◆ Text shown ◆
India already has an impeccable
record of safeguarding its nuclear secrets, in marked contrast to neighboring
Pakistan. But the July 18 accord was linked to the enactment of strengthened
export control legislation. Equally important, India has agreed to place all of
its existing and future civilian nuclear reactors under International Atomic
Energy Agency safeguards.
Elementary arithmetic
underlines the wisdom of the administration's initiative. India has a population
of 1 billion that is expected to reach 1.2 billion within seven years. With an
economic growth rate of 7 percent, it is rapidly emerging as a major power with
conventional military clout, in addition to its nuclear weapons. At the same
time, rapid population growth drives burgeoning energy demands that threaten its
economic and political stability. With or without U.S. cooperation, New Delhi
must escalate its nuclear power capacity, as well as increase its oil imports.
France, Germany and Russia can provide reactors if the United States does not,
but as members of the Nuclear Suppliers Group, they have been barred from doing
so by the United States until now.
For India, U.S. readiness to
help meet its number one national challenge is the litmus test of the sincerity
of U.S. rhetoric about a new "strategic partnership" designed to
strengthen India as a counterweight to China. The alternative to such a
partnership could be the emergence over time of a Gaullist India that would play
an unpredictable, freewheeling role in Asia.
The NPT itself does not bar
signatories from providing civilian nuclear technology to non-signatories such
as India. But Congress went far beyond the NPT in 1978 legislation that did bar
non-signatories from any civilian nuclear cooperation with the United States,
including cooperation in nuclear safety. This legislation should now be amended,
and, pending such action, the White House should encourage nuclear cooperation
with India by members of the Nuclear Suppliers Group.
Korb and Ogden argue that the
July 18 accord undermines the "coercive power" of the NPT. But the NPT
has never had coercive power. Countries have signed it, or refused to sign, for
reasons specific to each case. Many signatories are small, weak countries that
never had any intention of developing nuclear weapons and signed up mainly to
please Washington.

◆ Exercise goal ◆
Do the following statements agree with the text on the India nuclear accord? For each, answer yes or no and quote the deciding words of the text. (a) India's population is expected to reach 1.2 billion within seven years. (b) The NPT bars its signatories from providing civilian nuclear technology to non-signatories. (c) The 1978 legislation passed by Congress still allowed non-signatories to cooperate with the United States on nuclear safety.

◆ Data excerpts ◆
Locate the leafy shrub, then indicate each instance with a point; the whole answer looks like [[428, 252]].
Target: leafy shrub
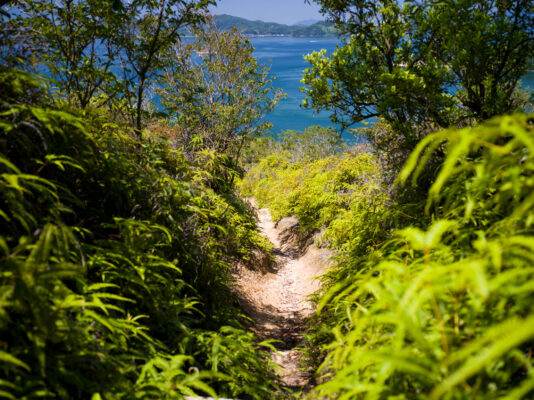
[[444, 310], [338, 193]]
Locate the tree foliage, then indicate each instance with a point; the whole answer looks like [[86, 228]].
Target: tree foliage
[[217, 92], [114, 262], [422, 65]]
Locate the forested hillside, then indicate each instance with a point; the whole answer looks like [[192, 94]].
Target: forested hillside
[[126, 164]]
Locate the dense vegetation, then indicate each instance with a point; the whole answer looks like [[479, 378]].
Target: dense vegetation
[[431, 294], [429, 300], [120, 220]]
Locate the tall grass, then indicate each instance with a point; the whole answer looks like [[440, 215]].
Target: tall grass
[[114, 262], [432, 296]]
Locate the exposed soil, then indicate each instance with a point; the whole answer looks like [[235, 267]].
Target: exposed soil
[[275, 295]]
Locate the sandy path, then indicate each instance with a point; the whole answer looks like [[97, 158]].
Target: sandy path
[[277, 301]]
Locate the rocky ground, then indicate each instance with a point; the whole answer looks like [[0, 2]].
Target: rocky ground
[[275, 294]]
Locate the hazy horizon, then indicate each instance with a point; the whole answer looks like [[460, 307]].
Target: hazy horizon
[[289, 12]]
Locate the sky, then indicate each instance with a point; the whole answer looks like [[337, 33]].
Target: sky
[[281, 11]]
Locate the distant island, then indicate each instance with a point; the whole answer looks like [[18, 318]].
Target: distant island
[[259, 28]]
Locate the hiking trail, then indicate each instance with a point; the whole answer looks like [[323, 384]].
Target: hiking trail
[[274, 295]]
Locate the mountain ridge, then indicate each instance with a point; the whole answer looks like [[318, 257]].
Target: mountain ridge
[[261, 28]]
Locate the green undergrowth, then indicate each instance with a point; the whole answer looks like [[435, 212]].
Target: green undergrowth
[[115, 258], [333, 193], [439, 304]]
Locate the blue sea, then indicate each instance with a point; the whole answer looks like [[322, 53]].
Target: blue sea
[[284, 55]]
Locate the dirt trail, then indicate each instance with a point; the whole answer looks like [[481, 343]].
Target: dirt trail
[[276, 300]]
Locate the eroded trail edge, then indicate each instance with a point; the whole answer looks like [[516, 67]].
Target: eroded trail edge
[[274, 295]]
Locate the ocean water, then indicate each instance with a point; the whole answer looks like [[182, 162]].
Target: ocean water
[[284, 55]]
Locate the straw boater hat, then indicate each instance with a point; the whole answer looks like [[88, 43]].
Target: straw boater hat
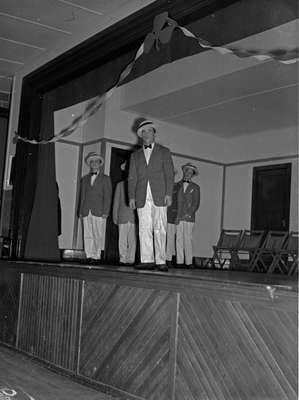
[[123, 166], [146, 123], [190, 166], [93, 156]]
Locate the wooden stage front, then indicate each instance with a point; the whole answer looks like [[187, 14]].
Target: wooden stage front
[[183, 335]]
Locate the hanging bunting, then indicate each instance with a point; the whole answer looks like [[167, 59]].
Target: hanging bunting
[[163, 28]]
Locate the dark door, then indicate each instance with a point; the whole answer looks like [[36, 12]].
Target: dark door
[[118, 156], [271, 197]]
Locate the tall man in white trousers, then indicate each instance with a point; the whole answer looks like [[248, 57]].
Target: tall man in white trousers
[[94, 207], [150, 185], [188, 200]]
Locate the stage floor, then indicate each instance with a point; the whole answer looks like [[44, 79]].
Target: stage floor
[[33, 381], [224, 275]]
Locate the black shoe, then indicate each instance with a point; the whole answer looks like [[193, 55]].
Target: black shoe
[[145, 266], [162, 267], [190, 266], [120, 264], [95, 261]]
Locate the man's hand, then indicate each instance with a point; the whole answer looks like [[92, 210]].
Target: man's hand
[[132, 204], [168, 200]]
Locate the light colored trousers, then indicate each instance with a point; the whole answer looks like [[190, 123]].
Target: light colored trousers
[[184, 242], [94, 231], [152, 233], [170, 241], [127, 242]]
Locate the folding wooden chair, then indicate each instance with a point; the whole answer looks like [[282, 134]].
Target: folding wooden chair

◆ Answer ◆
(a) Yes: "India has a population of 1 billion that is expected to reach 1.2 billion within seven years."
(b) No: "The NPT itself does not bar signatories from providing civilian nuclear technology to non-signatories such as India."
(c) No: "Congress went far beyond the NPT in 1978 legislation that did bar non-signatories from any civilian nuclear cooperation with the United States, including cooperation in nuclear safety."